- What to do -
Among the entries that follow, how many lines contain the string "grass"? Write the number alone.

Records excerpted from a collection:

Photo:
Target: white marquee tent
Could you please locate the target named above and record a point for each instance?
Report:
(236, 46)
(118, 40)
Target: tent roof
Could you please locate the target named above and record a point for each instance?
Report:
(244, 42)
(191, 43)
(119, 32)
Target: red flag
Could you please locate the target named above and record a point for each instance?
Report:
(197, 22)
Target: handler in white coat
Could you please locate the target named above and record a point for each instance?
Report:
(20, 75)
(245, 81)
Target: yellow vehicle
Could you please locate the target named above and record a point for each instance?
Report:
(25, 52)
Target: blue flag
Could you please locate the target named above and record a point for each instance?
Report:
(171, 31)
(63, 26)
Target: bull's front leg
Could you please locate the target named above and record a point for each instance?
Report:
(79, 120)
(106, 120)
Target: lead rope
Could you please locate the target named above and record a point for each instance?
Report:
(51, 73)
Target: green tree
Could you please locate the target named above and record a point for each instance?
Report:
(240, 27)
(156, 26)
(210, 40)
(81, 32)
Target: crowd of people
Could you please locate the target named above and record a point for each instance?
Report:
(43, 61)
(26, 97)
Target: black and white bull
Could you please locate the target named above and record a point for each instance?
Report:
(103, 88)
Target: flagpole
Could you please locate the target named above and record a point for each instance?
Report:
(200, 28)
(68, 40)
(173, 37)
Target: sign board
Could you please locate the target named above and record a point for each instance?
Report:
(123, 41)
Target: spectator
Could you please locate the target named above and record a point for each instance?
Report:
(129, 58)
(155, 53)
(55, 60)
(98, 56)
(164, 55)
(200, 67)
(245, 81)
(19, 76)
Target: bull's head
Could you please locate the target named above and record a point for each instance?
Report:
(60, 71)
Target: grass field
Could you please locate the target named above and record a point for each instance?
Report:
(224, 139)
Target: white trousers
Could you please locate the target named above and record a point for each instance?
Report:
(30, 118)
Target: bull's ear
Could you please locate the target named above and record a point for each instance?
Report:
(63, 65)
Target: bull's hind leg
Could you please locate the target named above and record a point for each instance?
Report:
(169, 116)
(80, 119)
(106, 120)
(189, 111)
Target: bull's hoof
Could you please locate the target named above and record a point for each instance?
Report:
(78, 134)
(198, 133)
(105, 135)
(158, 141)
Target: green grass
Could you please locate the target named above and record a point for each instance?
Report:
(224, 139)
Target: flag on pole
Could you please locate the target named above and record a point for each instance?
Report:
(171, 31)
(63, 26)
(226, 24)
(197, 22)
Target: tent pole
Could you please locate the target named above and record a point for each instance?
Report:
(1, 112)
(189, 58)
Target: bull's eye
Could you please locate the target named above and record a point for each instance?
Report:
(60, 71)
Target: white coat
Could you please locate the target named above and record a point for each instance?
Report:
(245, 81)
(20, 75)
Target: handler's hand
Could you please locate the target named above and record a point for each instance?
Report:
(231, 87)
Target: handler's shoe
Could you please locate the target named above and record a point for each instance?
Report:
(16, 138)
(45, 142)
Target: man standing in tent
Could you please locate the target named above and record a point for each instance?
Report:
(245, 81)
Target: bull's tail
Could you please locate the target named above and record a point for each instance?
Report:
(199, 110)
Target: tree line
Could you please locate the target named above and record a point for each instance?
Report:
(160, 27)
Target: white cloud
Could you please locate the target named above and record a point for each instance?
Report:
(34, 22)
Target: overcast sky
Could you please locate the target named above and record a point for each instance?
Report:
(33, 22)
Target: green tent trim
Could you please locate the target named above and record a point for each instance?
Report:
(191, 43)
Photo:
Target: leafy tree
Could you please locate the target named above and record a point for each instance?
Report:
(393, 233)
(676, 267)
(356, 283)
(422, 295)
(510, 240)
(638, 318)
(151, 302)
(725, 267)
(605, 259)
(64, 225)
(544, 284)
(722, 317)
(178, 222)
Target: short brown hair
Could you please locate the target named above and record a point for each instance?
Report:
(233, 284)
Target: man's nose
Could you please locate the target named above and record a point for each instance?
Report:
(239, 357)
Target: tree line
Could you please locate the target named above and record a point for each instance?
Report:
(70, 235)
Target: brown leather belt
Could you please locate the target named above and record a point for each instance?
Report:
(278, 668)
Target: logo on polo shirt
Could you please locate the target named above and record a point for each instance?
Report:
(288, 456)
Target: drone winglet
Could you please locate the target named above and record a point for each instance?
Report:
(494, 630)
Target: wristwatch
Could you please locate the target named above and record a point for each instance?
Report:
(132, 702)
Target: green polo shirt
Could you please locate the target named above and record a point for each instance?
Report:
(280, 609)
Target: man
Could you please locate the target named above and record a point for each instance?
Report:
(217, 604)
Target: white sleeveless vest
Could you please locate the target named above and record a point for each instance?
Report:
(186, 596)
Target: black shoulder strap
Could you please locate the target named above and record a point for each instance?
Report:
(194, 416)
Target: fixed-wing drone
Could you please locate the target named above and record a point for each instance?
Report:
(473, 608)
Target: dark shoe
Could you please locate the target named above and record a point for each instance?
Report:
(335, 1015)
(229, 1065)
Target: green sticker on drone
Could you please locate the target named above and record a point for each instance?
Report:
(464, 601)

- Answer section -
2